#### [Parts of the exercise]
**1)** According to the honey-harvesting post, how much honey was extracted from each of the six frames?
**2)** Reproduce the honey-harvesting post from "Bits of comb" up to and including "to be sure.", substituting "forty pounds" for "fifty pounds".

#### [Page text]

Show Me the Honey

The two hives of bees we installed in April are doing so well we decided to steal some honey from More Bees. (Want to start at the bee-ginning? Go here.) When we visit the hives for inspections, we use smoke to calm the bees. That's not appropriate for honey harvesting because the first thing the bees do when the fire alarm goes off is poke open the capped honeycombs and fill their honey stomachs. Don't you do that when you smell smoke?

Instead, we spray a felt-lined fume board with an almond oil concoction which drives the bees off that layer further into the hive. Worked like a stinky charm! Here is a single frame completely full of capped honey.

Capped honeycomb is not always pale; it depends on what the bees were feeding on. This frame has lighter honey at the top and darker at the bottom, showing how as the flowering plants change, so does the honey color.

Here's a close-up where you can see the color variation. Pollen is every color you can imagine and it does not necessarily correspond to the flower color. For instance, the borage flower is a gorgeous periwinkle blue and the pollen is grey.

We stole six frames, gave More Bees six fresh ones and high-tailed it to the garage. That medieval tool you see my husband employing below punctures the waxy caps of the honey cells. The extractor is a centrifuge; two frames go in at a time. 

It's meant to be hand-cranked but my husband got the brilliant idea of using a hand drill to speed things up. The honey gets thrown out of the cells, hits the wall of the extractor and runs to the bottom.

Bits of comb inevitably get mixed up with the honey and need to be strained out. 

Ta-da! Isn't it gorgeous? We extracted a quart of honey from each of the six frames and will keep a couple of the larger jars in reserve in case our bees need some over the winter. We hope they will have stockpiled the fifty pounds they need themselves, but we want to be sure.

Thank you, More Bees! And thanks also for pollinating our garden in the process. What a miraculous creature is the bee!

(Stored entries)
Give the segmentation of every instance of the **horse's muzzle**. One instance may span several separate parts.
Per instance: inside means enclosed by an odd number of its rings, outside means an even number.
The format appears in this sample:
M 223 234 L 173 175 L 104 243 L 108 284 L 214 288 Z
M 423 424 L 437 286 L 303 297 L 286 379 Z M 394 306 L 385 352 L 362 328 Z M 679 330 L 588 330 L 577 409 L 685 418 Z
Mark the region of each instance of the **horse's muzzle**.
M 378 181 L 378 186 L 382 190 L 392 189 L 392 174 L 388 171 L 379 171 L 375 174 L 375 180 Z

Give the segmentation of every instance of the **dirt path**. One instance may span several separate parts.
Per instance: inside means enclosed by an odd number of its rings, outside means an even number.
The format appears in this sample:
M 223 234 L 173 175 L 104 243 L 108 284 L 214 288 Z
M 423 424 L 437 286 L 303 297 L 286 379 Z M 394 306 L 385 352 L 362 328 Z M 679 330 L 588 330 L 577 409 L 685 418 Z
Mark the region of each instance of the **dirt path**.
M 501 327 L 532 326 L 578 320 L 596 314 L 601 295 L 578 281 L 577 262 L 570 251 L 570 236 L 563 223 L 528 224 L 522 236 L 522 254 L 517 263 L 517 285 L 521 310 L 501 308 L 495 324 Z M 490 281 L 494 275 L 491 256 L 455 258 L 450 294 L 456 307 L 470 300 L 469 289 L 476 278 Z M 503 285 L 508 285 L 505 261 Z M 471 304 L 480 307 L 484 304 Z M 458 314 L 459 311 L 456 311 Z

#### [Results for each task]
**1)** A quart.

**2)**
Bits of comb inevitably get mixed up with the honey and need to be strained out. 

Ta-da! Isn't it gorgeous? We extracted a quart of honey from each of the six frames and will keep a couple of the larger jars in reserve in case our bees need some over the winter. We hope they will have stockpiled the forty pounds they need themselves, but we want to be sure.